===== Information supplied
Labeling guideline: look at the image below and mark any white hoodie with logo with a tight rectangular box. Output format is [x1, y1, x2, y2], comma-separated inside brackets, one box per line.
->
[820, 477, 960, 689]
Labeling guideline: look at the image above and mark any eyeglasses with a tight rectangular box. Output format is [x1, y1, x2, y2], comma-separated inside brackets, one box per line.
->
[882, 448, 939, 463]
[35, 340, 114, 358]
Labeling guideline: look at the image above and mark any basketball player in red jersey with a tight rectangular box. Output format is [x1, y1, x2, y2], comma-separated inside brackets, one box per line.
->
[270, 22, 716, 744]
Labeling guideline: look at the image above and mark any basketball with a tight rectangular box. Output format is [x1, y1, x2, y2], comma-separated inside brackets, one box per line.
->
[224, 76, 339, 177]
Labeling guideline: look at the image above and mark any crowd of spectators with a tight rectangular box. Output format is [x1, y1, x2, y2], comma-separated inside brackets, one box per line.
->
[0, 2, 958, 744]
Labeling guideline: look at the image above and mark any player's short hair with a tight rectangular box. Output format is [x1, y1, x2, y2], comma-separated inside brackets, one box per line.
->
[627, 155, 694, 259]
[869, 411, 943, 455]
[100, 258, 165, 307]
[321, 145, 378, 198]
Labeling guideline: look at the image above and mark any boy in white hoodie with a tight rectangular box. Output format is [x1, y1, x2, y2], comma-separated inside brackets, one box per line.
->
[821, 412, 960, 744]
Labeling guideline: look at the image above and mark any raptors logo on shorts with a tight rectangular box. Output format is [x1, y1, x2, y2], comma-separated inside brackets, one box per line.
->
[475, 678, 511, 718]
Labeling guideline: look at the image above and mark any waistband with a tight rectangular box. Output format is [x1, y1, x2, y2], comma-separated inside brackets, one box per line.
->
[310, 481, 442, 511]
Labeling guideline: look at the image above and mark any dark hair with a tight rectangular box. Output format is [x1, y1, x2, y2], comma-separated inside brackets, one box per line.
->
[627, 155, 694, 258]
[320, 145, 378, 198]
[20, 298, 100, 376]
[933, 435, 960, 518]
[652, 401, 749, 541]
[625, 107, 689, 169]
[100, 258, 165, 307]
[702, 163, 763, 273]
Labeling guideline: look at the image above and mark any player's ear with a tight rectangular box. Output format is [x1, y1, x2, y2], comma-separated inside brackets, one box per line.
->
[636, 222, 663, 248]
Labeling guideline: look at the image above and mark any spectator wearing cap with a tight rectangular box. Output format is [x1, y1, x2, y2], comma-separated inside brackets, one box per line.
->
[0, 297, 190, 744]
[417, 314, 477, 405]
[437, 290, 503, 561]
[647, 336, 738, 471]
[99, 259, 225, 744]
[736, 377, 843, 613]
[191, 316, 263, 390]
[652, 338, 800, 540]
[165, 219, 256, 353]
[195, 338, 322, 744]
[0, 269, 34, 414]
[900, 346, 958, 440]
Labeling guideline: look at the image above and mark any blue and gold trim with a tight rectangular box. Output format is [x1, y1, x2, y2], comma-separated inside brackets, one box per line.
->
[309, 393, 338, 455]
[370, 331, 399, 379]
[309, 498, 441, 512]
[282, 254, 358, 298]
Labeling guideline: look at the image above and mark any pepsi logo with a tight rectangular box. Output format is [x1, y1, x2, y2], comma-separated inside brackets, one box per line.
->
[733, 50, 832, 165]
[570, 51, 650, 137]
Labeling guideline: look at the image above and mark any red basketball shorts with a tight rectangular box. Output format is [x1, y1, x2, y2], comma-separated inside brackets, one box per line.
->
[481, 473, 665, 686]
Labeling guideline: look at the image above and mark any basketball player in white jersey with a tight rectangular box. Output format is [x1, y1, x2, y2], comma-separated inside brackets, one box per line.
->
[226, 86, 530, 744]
==========
__Exercise instructions__. Gather each line from the listing above that holds "jersey".

__Written reply__.
Labeling guideline: look at the image above and mark any basketball player in red jersey with a tight rectangular box. Output format is [x1, y1, x2, y2], comma-separated inside brackets, one box per line.
Labeling guideline: look at the image above and mark any basketball player in white jersey with a tight rectangular box. Output format is [x1, y1, x2, y2], comma-separated inside brackets, one box per line.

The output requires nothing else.